• [OBJECTIVE]
Rewrite the items from the line holding "Where can you spot the white tiled" through the line holding "(1103, 517)", inclusive, keeping every request line as it is. Shift each coordinate in the answers by adding 92 to it.

(Items from a pointing dataset)
--- start ---

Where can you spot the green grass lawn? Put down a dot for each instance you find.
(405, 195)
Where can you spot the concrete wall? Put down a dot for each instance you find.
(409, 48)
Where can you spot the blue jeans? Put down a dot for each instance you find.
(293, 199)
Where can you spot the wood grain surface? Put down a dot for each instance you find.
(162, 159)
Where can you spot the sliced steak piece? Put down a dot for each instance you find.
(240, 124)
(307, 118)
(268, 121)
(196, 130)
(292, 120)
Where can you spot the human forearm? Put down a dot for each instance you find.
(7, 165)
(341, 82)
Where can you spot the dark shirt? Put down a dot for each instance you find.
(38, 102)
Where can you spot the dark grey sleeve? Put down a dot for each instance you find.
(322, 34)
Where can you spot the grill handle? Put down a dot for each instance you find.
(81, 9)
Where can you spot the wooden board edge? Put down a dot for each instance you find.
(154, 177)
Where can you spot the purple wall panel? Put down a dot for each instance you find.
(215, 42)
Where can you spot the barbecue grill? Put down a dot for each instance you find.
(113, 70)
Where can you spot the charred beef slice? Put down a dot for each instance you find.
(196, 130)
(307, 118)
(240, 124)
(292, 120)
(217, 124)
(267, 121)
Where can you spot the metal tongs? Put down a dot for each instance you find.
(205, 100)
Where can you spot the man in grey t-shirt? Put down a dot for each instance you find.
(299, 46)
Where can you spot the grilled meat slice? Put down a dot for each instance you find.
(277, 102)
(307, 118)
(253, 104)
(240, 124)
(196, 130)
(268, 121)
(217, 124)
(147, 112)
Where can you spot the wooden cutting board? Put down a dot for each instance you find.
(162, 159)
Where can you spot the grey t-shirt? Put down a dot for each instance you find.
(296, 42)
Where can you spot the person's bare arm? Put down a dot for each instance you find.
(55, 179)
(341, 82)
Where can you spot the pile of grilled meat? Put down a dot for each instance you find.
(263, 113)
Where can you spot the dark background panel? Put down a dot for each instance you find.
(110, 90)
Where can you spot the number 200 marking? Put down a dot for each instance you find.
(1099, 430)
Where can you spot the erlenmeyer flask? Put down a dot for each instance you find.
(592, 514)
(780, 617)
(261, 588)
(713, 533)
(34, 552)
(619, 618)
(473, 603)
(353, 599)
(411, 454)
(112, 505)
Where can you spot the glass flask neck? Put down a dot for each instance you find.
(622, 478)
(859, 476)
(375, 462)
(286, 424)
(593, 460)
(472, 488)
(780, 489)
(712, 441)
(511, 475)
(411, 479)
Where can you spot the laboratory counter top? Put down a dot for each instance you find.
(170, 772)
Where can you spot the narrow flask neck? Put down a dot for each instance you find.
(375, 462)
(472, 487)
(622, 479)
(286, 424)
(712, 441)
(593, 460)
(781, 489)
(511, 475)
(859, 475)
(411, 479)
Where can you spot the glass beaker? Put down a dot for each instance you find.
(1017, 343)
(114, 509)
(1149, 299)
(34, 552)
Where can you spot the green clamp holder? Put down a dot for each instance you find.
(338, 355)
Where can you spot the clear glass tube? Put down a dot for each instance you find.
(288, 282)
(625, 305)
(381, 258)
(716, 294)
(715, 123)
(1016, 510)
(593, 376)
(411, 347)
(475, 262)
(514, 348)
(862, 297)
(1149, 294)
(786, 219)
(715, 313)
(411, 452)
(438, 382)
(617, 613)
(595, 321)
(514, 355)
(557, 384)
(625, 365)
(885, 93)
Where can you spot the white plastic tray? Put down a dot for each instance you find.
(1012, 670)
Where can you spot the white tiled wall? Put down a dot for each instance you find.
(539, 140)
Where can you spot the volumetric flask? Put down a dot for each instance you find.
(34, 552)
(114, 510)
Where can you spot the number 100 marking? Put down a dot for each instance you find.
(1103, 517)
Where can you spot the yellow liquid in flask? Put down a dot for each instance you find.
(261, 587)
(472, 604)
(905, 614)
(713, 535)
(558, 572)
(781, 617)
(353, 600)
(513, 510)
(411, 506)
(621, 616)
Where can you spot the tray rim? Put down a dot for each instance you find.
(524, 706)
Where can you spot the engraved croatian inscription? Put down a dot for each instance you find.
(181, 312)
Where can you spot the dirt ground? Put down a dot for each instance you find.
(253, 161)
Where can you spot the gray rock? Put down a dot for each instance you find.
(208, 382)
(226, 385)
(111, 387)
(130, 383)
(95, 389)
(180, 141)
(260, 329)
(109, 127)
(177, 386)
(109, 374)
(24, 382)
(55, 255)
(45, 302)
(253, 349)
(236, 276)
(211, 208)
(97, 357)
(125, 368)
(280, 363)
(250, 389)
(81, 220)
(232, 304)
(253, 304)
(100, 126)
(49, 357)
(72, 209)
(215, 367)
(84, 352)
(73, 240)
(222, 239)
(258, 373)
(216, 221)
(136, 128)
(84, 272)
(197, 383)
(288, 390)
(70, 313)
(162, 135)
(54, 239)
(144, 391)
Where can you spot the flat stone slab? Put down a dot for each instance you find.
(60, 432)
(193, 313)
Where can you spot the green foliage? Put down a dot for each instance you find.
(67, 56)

--- end ---

• [ANSWER TO THE TASK]
Where can you spot the white tiled wall? Put down a dot for each instance you find.
(631, 232)
Where can you spot the volumetric flask? Put down a dot for each instance you find.
(126, 644)
(206, 602)
Where can you spot the number 100 marking? Put down a dot for each instance you find.
(1195, 609)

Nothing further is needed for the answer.